#### [Selected extract]
--- START ---

My research focus is Alignment Target Analysis (ATA). I noticed that the most recently published version of CEV (Parliamentarian CEV, or PCEV) gives a large amount of extra influence to people that intrinsically value hurting other individuals. For Yudkowsky’s description of the issue you can search the CEV arbital page for ADDED 2023.
The fact that no one noticed this issue for over a decade shows that ATA is difficult. If PCEV had been successfully implemented, the outcome would have been massively worse than extinction. I think that this illustrates that scenarios where someone successfully hits a bad alignment target pose a serious risk. I also think that it illustrates that ATA can reduce these risks (noticing the issue reduced the probability of PCEV getting successfully implemented). The reason that more ATA is needed is that PCEV is not the only bad alignment target that might end up getting implemented. ATA is however very neglected. There does not exist a single research project dedicated to ATA. In other words: the reason that I am doing ATA is that it is a tractable and neglected way of reducing risks.

--- END ---

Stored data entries
--- START ---

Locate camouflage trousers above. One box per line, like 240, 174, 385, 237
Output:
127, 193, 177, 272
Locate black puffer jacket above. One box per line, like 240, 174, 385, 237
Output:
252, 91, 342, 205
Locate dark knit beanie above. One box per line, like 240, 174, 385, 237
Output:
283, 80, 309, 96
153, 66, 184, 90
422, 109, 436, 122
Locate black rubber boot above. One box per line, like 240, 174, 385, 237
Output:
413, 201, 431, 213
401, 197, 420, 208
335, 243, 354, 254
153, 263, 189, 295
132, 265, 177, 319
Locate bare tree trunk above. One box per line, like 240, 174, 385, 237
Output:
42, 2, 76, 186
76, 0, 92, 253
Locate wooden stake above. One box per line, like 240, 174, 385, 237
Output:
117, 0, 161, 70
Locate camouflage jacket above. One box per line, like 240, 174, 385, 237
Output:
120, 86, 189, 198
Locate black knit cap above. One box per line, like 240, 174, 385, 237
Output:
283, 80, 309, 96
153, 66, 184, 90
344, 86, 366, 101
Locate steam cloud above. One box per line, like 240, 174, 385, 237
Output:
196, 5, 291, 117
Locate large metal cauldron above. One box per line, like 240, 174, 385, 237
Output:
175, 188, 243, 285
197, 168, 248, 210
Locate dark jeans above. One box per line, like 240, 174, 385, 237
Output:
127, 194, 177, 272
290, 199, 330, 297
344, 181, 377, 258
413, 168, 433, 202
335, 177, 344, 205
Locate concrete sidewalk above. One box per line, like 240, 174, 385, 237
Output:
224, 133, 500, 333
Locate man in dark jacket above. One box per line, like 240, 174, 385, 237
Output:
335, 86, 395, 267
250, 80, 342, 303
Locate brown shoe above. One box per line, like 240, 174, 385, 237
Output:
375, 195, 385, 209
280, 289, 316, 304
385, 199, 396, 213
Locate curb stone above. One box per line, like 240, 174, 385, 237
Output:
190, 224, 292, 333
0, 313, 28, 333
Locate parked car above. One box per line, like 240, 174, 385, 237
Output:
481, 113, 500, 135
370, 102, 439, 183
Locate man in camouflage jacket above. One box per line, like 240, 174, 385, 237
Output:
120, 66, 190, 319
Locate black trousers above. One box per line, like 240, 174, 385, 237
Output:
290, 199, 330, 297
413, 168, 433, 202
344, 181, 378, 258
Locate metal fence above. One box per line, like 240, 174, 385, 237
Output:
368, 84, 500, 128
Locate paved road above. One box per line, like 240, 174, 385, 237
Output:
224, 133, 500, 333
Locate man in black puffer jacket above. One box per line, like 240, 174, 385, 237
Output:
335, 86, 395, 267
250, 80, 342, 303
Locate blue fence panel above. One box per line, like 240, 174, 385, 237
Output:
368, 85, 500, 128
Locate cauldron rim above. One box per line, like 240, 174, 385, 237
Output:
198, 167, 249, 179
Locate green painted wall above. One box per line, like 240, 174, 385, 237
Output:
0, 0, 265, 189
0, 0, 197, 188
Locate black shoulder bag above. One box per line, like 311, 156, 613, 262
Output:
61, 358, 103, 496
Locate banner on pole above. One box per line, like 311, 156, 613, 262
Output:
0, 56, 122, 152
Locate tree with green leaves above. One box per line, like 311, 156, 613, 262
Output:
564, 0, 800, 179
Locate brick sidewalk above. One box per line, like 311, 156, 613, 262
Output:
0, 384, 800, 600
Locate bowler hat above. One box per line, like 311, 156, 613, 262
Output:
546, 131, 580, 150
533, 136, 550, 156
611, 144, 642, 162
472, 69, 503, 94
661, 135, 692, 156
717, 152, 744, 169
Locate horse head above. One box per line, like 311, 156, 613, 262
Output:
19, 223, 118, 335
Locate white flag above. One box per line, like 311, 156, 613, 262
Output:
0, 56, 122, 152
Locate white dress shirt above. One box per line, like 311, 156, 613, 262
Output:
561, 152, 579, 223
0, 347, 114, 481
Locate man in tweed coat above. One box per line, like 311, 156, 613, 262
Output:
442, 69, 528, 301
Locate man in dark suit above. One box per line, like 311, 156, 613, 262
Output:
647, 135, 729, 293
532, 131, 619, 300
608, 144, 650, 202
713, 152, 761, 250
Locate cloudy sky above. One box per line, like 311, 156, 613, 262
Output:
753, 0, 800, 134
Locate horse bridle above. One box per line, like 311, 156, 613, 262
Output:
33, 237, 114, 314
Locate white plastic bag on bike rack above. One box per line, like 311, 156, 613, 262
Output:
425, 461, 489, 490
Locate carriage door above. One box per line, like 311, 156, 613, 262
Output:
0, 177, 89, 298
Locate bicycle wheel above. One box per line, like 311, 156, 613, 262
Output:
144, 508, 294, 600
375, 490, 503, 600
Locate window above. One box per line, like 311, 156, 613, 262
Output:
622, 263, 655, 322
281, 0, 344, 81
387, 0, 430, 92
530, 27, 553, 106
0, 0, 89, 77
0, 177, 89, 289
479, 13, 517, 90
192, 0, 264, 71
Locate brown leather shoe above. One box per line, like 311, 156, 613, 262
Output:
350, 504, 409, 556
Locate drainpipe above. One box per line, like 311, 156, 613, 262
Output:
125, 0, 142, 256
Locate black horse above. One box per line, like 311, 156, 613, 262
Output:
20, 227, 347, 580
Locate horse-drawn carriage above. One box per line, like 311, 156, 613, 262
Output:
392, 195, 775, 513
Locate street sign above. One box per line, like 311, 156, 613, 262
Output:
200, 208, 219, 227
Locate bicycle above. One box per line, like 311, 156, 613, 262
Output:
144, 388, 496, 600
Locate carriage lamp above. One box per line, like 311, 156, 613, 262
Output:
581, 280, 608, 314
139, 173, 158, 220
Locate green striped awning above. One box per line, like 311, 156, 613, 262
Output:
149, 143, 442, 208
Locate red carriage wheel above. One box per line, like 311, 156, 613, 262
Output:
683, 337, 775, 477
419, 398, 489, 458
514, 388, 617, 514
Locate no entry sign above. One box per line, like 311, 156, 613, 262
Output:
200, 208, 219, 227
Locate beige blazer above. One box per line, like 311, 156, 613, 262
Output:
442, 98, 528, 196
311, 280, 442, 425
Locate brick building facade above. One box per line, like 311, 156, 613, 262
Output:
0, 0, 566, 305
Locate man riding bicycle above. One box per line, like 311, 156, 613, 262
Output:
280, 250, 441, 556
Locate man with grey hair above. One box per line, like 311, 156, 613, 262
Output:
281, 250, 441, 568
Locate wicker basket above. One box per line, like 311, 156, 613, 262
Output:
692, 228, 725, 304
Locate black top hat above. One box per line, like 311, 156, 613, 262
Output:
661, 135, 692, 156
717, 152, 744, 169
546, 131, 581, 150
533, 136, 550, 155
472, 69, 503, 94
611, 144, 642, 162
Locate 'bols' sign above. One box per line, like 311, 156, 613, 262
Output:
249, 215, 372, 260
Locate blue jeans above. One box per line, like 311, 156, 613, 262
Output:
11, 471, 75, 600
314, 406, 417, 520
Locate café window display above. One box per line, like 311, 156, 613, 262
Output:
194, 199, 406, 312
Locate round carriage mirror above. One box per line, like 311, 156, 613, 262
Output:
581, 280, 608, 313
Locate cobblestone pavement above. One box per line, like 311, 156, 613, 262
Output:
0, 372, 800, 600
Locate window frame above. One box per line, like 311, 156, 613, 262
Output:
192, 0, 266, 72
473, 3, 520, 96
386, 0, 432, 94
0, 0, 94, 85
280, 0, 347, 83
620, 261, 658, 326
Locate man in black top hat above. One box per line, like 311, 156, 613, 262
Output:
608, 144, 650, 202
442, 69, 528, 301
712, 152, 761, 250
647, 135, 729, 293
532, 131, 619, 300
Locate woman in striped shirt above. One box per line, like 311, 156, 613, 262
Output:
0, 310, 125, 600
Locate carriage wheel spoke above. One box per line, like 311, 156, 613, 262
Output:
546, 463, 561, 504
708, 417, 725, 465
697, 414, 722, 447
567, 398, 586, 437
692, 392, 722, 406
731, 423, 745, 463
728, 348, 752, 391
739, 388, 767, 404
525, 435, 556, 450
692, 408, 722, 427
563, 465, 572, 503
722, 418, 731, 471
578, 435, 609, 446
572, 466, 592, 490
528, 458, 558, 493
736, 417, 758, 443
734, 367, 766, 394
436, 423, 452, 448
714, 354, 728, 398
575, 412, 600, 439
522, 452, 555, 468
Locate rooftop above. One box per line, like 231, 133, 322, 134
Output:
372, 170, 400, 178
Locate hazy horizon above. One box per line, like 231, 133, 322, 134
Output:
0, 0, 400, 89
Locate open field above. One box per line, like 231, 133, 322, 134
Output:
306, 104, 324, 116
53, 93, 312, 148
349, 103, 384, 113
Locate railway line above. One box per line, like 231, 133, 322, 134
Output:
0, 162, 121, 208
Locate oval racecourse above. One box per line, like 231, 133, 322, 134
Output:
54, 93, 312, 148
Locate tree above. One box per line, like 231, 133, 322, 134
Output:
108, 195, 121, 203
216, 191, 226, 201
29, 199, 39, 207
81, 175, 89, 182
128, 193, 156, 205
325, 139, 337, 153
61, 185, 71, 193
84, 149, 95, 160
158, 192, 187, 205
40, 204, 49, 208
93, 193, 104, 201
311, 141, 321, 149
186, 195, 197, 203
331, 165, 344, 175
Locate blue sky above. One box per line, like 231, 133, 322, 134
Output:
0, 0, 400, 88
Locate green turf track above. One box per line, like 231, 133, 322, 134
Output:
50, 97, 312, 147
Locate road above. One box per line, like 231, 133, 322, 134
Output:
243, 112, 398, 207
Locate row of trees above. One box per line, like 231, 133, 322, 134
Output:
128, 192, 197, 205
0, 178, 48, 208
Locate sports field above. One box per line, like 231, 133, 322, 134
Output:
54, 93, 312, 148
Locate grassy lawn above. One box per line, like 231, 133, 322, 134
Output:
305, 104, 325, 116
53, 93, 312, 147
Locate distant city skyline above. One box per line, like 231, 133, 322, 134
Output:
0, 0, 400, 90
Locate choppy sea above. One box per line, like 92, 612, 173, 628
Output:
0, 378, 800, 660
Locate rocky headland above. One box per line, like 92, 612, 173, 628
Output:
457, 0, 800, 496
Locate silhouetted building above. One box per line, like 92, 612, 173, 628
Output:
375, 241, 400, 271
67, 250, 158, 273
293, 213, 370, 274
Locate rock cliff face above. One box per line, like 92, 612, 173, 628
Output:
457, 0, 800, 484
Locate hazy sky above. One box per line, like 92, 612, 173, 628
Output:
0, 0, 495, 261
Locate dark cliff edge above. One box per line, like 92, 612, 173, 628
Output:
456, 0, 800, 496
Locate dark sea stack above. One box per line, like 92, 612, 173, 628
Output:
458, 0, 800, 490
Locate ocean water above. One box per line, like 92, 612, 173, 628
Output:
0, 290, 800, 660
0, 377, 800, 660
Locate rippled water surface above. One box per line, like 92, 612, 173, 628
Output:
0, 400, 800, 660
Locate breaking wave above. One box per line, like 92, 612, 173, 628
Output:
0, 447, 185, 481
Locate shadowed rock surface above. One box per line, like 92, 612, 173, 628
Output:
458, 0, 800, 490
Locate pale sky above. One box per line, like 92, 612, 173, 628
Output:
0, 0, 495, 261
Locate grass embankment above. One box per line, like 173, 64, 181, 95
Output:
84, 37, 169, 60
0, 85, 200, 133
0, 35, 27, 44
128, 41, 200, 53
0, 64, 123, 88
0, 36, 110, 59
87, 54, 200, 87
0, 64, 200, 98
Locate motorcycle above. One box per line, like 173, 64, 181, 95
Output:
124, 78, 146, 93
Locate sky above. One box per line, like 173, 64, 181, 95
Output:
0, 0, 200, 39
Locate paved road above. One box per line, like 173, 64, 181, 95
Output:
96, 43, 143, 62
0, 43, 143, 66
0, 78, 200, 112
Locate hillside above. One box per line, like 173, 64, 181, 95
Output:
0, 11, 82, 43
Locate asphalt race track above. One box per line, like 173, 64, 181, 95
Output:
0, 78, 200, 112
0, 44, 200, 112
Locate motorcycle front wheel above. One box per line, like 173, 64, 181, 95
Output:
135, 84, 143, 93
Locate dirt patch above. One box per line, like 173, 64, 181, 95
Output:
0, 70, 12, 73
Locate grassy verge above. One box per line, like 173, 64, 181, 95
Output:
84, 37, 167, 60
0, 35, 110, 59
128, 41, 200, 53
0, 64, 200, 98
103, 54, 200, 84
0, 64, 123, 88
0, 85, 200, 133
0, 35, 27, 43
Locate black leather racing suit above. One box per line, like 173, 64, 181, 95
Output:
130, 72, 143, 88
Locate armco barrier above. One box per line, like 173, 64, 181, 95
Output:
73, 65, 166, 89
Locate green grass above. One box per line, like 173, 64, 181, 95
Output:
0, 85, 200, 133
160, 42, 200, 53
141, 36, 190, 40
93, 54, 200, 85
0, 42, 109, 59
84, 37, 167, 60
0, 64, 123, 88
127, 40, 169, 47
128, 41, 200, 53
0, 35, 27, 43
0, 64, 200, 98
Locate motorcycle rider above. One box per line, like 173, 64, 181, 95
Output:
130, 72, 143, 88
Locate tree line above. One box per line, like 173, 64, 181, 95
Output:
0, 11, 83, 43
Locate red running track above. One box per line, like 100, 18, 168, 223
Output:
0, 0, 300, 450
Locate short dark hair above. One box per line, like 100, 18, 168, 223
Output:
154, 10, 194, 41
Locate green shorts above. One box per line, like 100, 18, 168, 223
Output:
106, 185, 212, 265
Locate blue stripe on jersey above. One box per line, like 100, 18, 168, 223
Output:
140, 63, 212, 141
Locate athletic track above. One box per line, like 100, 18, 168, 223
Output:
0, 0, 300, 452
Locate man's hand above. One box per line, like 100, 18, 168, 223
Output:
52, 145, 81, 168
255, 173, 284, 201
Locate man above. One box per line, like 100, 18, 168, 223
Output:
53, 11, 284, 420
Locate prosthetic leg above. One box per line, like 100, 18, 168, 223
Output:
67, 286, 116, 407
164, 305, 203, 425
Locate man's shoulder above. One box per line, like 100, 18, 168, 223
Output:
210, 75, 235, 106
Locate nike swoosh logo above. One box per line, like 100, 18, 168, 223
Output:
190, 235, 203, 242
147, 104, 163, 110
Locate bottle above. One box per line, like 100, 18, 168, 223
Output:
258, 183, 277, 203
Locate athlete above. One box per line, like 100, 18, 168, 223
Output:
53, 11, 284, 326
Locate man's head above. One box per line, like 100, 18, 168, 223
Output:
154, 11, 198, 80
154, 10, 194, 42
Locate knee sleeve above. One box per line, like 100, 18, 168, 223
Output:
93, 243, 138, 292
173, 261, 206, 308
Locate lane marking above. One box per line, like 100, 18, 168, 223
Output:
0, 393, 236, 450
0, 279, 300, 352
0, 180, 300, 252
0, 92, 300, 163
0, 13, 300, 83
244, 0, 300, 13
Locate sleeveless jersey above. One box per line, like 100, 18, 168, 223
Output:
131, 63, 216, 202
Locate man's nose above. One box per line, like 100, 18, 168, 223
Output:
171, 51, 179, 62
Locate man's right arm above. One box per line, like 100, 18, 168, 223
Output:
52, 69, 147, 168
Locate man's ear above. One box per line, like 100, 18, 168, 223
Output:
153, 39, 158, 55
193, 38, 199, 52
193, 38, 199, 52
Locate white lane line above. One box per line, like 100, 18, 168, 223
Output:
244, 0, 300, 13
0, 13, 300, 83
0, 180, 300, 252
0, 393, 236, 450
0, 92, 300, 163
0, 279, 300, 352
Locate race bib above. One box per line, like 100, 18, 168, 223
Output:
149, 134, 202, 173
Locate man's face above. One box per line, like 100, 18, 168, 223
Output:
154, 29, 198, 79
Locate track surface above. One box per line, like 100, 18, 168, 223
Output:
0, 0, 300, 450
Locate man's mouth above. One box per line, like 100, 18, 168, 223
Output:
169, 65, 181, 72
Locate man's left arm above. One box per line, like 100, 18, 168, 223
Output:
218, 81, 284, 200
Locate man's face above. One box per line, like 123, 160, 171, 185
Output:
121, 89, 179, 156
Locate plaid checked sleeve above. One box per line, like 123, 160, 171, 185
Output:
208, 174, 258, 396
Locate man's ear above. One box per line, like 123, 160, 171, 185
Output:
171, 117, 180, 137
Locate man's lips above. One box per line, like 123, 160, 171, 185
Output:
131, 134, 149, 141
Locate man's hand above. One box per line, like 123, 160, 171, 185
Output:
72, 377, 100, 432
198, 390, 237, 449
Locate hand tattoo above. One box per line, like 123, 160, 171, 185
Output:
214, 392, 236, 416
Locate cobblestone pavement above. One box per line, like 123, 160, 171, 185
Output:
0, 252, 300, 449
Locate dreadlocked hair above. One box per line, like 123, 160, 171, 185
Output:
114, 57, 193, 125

--- END ---

#### [Tasks for this exercise]
a) According to the passage on Alignment Target Analysis, why is more ATA needed? Answer in one to three sentences.
b) Please continue the passage on Alignment Target Analysis from its final sentence.

#### [Expected outputs]
a) More ATA is needed because PCEV is not the only bad alignment target that might end up getting implemented. Finding the PCEV issue lowered the chance of that target being implemented, but other bad targets could still be implemented, and ATA can reduce those risks.

b)
I am currently looking for collaborators. I am also looking for a grant or a position that would allow me to focus entirely on ATA for an extended period of time. Please don’t hesitate to get in touch if you are curious and would like to have a chat, or if you have any feedback, comments, or questions. You can for example PM me here, or PM me on the EA Forum, or email me at thomascederborgsemail@gmail.com (that really is my email address. It’s a Gavagai / Word and Object joke from my grad student days)
My background is physics as an undergrad and then AI research. Links to some papers: P1 P2 P3 P4 P5 P6 P7 P8. (no connection to any form of deep learning). My CV.
(I don’t use LLMs. I have never used an LLM for any part of my writing process)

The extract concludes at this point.